*OBJETIVO DA TAREFA*:
Responda às perguntas sobre o trecho abaixo, com as respostas numeradas da mesma forma.
1. Qual dispositivo teve a eficácia suspensa pelo ministro André Mendonça?
2. Segundo o ministro, a manutenção da eficácia desse dispositivo configura ofensa a quê?
3. Conforme o ofício da presidência do TSE, o que o sistema usado para contabilizar os votos não permite?

*TRECHO*:
========================
Diante disso, o ministro André Mendonça ponderou: “não vejo como estender o impedimento à apresentação de candidatura, que recaia sobre determinado partido político em razão do descumprimento da sua obrigação individual de prestação de contas anual, aos demais partidos com ele federados”.
Anotou, ainda, que a situação se torna mais crítica quando se estende a responsabilidade e as consequências pela não prestação de contas para momento anterior à criação das federações, o que eleva o ônus das agremiações de regularizarem todos os partidos que compõe aquela aliança.
O ministro, então, entendeu inicialmente que a manutenção da eficácia do dispositivo impugnado configura ofensa à segurança jurídica, razão pela qual determinou sua suspensão cautelar. Com a suspensão da eficácia do §1°-A, do artigo 2°, da Resolução 23.609/2019, não ficam os demais partidos integrantes de federação impedidos de lançar candidatura na hipótese de um deles estar com o órgão partidário suspenso pela não prestação de contas.
Contudo, após a decisão cautelar, a presidência do TSE encaminhou ofício apresentando “informações suplementares e urgentes” indicando “reflexos diretos, imediatos e incontornáveis tecnicamente” da medida cautelar.
Em resumo, apontam que o sistema utilizado para contabilização dos votos não permite a separação dos votos de legenda recebidos pelos partidos federados suspensos. Ou seja, se o eleitor votasse somente na legenda do partido federado suspenso, o voto seria computado para toda a federação, beneficiando-a.
========================
*DADOS LISTADOS*:
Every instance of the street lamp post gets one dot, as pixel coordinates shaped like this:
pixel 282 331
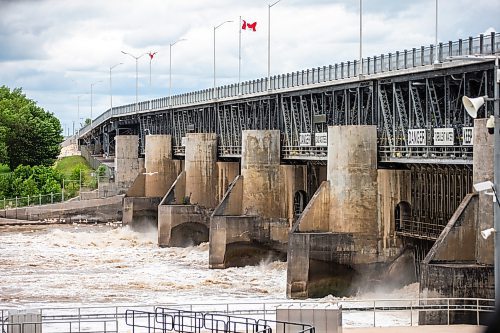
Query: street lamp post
pixel 170 72
pixel 360 36
pixel 111 87
pixel 91 99
pixel 496 163
pixel 496 180
pixel 269 44
pixel 78 115
pixel 436 56
pixel 215 28
pixel 136 77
========================
*SOLUÇÃO ABAIXO*:
1. O §1°-A do artigo 2° da Resolução 23.609/2019.
2. À segurança jurídica.
3. A separação dos votos de legenda recebidos pelos partidos federados suspensos.